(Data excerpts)
---

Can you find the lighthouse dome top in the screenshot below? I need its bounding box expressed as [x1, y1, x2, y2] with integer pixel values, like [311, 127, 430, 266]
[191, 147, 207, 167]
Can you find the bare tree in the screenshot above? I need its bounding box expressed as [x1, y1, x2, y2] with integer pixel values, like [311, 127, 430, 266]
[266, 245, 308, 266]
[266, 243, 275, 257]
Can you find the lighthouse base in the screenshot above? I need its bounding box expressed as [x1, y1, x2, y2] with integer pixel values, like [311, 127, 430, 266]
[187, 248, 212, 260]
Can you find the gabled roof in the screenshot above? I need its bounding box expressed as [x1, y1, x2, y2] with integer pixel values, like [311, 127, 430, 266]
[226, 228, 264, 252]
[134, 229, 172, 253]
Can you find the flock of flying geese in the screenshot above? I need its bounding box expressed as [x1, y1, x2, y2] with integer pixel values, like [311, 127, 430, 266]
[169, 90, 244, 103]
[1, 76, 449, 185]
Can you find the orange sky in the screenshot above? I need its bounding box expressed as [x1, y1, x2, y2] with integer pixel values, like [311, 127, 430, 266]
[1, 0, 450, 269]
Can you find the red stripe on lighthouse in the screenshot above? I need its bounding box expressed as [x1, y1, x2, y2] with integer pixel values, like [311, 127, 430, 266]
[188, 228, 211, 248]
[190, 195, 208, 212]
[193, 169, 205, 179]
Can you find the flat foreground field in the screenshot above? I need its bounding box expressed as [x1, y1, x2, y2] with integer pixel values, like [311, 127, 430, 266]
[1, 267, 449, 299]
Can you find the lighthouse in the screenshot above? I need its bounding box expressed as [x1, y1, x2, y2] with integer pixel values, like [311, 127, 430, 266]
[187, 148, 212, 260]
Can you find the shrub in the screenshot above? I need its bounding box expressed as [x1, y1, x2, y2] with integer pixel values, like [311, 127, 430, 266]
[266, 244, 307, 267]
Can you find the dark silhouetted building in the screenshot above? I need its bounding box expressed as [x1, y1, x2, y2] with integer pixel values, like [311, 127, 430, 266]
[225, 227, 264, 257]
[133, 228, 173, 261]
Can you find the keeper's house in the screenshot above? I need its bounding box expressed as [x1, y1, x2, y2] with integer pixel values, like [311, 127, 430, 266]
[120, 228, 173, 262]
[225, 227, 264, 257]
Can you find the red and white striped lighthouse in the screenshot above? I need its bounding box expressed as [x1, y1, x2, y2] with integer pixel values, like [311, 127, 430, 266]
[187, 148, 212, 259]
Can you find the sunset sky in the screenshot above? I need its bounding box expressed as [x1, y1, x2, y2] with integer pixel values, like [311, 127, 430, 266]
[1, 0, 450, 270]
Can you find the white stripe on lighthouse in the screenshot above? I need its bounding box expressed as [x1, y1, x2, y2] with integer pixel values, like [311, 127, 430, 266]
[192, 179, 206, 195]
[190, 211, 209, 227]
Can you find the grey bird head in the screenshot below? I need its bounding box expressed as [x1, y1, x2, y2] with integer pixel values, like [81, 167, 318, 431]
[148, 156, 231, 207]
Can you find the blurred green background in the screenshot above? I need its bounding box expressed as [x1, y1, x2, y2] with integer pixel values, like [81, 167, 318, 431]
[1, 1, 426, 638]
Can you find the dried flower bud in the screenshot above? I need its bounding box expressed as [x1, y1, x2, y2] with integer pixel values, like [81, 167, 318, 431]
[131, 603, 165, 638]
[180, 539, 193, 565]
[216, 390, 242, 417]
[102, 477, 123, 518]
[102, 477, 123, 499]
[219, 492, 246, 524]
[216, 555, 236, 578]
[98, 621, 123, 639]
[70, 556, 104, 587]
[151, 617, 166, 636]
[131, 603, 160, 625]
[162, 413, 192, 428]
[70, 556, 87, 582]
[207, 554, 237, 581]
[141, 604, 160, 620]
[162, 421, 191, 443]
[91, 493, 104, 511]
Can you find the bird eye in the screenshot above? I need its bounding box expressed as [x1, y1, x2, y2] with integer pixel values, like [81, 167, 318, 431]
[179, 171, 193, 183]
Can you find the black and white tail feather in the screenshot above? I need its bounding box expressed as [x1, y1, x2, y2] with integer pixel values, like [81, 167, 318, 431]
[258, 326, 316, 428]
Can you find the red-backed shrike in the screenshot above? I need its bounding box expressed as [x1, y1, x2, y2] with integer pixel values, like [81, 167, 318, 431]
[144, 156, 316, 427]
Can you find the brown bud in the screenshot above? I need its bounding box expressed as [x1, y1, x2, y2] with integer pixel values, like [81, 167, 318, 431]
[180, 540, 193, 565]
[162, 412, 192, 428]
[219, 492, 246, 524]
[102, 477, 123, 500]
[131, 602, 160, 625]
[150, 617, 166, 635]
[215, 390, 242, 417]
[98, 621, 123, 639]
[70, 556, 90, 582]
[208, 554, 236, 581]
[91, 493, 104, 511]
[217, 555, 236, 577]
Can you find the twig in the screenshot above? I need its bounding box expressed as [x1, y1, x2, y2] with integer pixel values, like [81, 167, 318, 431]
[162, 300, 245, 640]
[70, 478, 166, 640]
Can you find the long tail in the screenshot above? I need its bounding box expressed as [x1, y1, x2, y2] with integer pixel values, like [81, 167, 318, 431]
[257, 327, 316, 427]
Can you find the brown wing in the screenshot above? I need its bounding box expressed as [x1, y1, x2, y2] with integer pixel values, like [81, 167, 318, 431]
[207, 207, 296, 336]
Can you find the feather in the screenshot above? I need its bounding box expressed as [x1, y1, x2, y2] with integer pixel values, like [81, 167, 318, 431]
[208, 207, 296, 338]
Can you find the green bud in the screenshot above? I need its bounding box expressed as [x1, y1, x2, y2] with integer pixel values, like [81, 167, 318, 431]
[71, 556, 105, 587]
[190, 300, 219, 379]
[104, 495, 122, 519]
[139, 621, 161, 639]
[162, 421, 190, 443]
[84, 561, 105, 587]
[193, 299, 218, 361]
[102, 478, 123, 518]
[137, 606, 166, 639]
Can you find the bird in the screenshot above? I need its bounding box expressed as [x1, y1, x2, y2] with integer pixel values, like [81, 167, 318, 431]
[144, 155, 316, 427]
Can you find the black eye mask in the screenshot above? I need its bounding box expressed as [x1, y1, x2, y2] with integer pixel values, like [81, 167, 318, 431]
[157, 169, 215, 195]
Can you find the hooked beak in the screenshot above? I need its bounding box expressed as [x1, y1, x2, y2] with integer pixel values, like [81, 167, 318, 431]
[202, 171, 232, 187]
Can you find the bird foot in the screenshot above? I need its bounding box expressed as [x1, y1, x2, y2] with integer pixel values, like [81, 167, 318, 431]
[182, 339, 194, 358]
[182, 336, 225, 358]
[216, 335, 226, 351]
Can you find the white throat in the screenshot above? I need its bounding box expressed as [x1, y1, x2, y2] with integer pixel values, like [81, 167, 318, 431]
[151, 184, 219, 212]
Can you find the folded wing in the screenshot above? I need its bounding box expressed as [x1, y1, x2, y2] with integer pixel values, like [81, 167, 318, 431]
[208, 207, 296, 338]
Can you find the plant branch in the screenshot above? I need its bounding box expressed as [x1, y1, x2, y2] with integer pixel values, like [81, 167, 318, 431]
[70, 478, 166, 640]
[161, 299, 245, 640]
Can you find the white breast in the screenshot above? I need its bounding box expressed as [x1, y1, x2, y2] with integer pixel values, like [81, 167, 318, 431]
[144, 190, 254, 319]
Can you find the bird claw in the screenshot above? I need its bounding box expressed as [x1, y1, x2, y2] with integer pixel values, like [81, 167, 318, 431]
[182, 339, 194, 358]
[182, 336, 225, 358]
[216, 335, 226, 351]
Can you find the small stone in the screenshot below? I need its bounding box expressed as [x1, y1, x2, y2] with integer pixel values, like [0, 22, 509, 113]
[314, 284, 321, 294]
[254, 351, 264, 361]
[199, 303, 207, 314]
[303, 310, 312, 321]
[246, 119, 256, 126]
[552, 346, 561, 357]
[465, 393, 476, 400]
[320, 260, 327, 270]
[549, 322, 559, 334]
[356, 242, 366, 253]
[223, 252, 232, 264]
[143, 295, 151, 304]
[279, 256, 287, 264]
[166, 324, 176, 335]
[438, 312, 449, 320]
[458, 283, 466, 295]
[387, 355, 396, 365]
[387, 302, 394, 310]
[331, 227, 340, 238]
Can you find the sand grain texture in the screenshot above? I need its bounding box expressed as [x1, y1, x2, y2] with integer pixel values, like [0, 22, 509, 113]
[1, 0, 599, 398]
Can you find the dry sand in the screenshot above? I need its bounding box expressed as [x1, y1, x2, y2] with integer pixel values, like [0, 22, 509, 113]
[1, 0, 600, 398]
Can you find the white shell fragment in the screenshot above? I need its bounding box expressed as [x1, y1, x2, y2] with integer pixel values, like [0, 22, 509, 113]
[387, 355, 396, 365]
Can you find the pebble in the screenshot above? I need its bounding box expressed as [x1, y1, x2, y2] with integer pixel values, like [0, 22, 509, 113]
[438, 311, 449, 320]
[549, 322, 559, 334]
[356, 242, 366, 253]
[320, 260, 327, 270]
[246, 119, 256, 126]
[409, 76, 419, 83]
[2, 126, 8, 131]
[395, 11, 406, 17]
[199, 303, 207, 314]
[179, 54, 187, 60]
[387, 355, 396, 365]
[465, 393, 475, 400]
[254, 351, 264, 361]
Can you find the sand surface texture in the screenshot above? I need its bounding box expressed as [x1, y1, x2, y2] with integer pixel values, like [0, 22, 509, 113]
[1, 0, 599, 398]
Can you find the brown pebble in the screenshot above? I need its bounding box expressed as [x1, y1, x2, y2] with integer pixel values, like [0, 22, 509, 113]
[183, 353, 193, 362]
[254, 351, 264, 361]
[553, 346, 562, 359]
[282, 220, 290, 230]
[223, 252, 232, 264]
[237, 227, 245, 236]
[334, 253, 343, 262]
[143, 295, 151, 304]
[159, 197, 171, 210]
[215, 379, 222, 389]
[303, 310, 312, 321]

---

**Instructions to follow**: Could you print the lines of the records above from the one containing "Can you find the brown pebble" through the last, exactly and with no additions?

**Task solution**:
Can you find the brown pebble in the screenshot above? I need its bounding box expressed as [x1, y1, x2, y2] with integer pixel values, like [0, 22, 509, 113]
[183, 353, 193, 362]
[254, 351, 264, 361]
[553, 346, 562, 359]
[282, 220, 290, 230]
[223, 252, 232, 264]
[237, 227, 245, 236]
[334, 253, 343, 262]
[143, 295, 151, 304]
[159, 197, 171, 210]
[215, 379, 222, 389]
[303, 310, 312, 321]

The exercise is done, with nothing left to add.